CEL ZADANIA A
Przytocz bez zmian fragment wpisu o urodzinowym wyzwaniu biegowym, który zaczyna się od słów „Od jakiegoś czasu”, a kończy na „czas i ochotę.”.
CEL ZADANIA B
Ile dni pod rząd miało trwać bieganie według wpisu o urodzinowym wyzwaniu biegowym?

------ FRAGMENT STRONY ------

Pokazywanie postów oznaczonych etykietą wyzwania. Pokaż wszystkie posty
Pokazywanie postów oznaczonych etykietą wyzwania. Pokaż wszystkie posty

poniedziałek, 8 kwietnia 2019

7 x 7 czyli urodzinowe wyzwanie


Od jakiegoś czasu chciałąm zrealizować własne wyzwanie by biegać 7 dni pod rząd.
Czekałam jednak na sprzyjajace warunki, dni bez deszczu, bez dużego wiatru, gdy jestem dysponowana i czuję się dobrze, gdy mam na to czas i ochotę.

------ FRAGMENT ŹRÓDŁA ------

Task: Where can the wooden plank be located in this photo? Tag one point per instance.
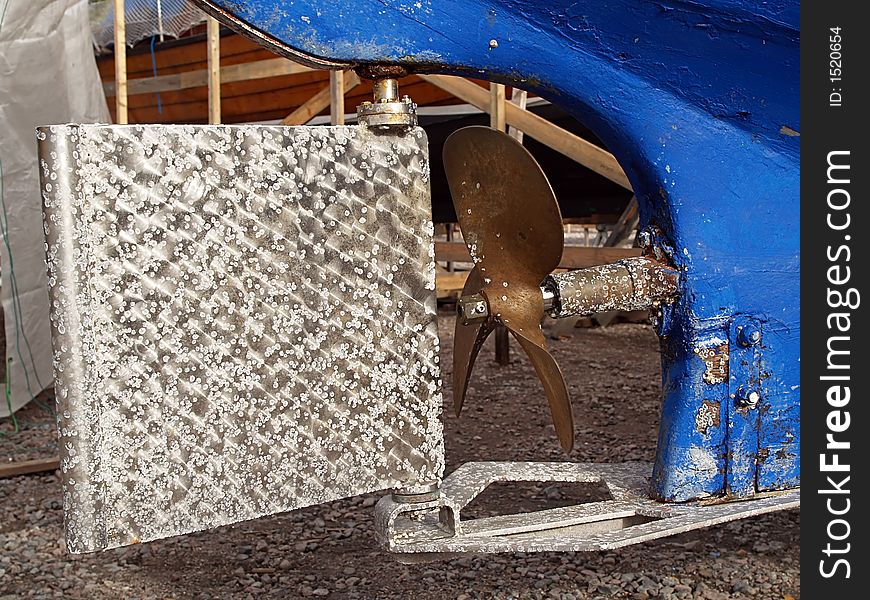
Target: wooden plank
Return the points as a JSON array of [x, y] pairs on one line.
[[518, 98], [319, 101], [573, 257], [120, 63], [447, 284], [25, 467], [627, 223], [565, 142], [213, 46], [496, 106], [261, 69], [502, 346], [336, 97]]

------

POPRAWNY WYNIK A
Od jakiegoś czasu chciałąm zrealizować własne wyzwanie by biegać 7 dni pod rząd.
Czekałam jednak na sprzyjajace warunki, dni bez deszczu, bez dużego wiatru, gdy jestem dysponowana i czuję się dobrze, gdy mam na to czas i ochotę.

POPRAWNY WYNIK B
Siedem dni pod rząd.